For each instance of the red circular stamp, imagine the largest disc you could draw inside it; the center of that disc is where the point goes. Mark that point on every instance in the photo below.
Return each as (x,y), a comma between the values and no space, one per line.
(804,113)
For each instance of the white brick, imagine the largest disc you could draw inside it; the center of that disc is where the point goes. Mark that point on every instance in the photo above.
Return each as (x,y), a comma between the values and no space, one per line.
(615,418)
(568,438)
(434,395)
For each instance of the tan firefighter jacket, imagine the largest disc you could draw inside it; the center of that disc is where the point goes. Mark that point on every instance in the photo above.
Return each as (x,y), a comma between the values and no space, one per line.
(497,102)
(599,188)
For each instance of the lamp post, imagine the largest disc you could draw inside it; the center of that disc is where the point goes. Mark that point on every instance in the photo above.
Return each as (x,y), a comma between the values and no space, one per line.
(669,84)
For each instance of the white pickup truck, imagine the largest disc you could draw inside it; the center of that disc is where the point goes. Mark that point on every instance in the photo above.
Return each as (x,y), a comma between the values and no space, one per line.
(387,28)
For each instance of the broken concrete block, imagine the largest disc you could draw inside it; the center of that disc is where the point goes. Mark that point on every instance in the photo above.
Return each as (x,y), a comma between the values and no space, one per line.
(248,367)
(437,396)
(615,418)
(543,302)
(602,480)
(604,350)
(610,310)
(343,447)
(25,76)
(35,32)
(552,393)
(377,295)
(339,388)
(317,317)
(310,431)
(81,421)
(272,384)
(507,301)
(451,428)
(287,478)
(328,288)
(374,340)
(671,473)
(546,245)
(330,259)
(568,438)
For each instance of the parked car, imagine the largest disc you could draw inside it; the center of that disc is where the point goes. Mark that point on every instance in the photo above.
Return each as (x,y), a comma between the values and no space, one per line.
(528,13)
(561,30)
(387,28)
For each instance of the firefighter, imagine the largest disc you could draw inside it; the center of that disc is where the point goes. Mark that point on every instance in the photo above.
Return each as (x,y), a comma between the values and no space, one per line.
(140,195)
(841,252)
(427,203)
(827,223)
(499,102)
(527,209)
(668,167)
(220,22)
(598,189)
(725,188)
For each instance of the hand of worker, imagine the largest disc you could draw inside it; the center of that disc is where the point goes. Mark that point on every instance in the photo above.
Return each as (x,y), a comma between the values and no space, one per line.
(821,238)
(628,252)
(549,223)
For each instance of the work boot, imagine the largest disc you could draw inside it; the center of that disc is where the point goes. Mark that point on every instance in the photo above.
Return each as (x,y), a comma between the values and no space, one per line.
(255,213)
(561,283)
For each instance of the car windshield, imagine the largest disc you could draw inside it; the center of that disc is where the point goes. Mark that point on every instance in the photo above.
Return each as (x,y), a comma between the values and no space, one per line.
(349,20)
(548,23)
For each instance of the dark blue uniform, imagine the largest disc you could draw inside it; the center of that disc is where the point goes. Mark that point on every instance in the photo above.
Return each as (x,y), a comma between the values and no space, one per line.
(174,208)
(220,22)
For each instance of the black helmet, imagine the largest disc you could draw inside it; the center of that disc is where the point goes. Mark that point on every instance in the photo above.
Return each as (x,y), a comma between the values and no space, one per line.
-- -- --
**STATED EXERCISE**
Please copy out every entry above word for word, keeping their order and changing nothing.

**RESPONSE TO THE EXERCISE**
For each instance of the red circular stamp, imagine the largest disc you could draw inside it; the center of that disc is where the point goes. Mark that point on every instance in the photo below.
Return each as (x,y), a comma between the values and no space, one per line.
(804,113)
For each instance of the white brick, imagine the largest disc you could draw inside it; the center of that disc is where the point goes. Mark that point on every instance in the photo above.
Return each as (x,y), a comma between the values and no space, one per line.
(615,418)
(568,438)
(434,395)
For each instance of the tan firefighter jacket, imagine the largest disc you could draw inside it; the center of that disc is where the point goes. Mark that point on every instance in the photo above.
Return each as (x,y), a comma between the values and no space, one per line.
(497,102)
(599,188)
For each instance of the lamp post, imagine the largest disc you could draw inside it; the center of that disc is where the point goes. Mark that point on every instance in the photo above.
Return each as (x,y), a comma between the values and no space, one per line.
(669,84)
For each instance of the white pickup truck, imagine the largest disc you could draw inside it; the center of that disc is where the point goes. Mark that point on every instance in the photo above.
Return each as (x,y), a comma between the values and no space, one per line.
(387,28)
For each instance of the broken concrete block, imagine the largest disc you could draw inside it; the center of that disc is where the point goes. Mark that point on every instance in the photo above.
Return each as (x,y), a comma between the values and no space, one per line.
(248,367)
(437,396)
(615,418)
(543,302)
(602,480)
(604,350)
(610,310)
(343,447)
(25,76)
(35,32)
(552,393)
(377,295)
(339,388)
(317,317)
(310,431)
(81,421)
(272,384)
(507,301)
(451,428)
(287,478)
(328,288)
(374,340)
(671,473)
(546,245)
(330,259)
(568,438)
For each instance of the parked car, imagine the largest disc you could draw inside it; the center of that disc is where the point goes. Mark that point on every instance in the photo above.
Return each as (x,y), a comma between the values and no space, one per line.
(528,13)
(561,30)
(387,28)
For each instance of the firefighter, imagine the largest disc you could draw inside it; the center of that disc is where the point goes. Mark that point on every instance in the photo above.
Return each as (x,y), a comma between the values and no space, one per line.
(140,195)
(841,252)
(427,203)
(827,223)
(499,102)
(527,209)
(668,167)
(220,22)
(598,189)
(725,188)
For each instance of the hand of worker, imagine the largest disc you could draw inside it; the center of that disc is where the point goes. Mark that point on every instance in the photo above.
Return each as (x,y), a comma between the values and no space, one per line.
(821,238)
(628,252)
(549,223)
For each instance of the work boot, imagine the largest disc you could draw inside it; the center of that disc is where the point goes. Mark that point on every instance in the photo above.
Return each as (x,y), a comma between the values and no space, one per line.
(255,213)
(561,283)
For each instance of the car windshield, imagine the largest disc you could draw inside it; the center of that disc is where the point goes. Mark that point on every instance in the photo above.
Return each as (x,y), a comma between the values and no space, one per line.
(349,20)
(548,23)
For each instance of the dark blue uniform, imagine the largest disc you could draw inside it; the center of that disc is where the point goes. Mark that point on every instance in the photo above.
Return each as (x,y), a comma between the values and no space, one per line.
(174,208)
(220,22)
For each instance of the black helmet, imagine the largest disc you could draw inside it; the center of that disc is where the point goes. Mark that point on every instance in the photo above.
Return each as (x,y), a comma between the values and no space, one per line.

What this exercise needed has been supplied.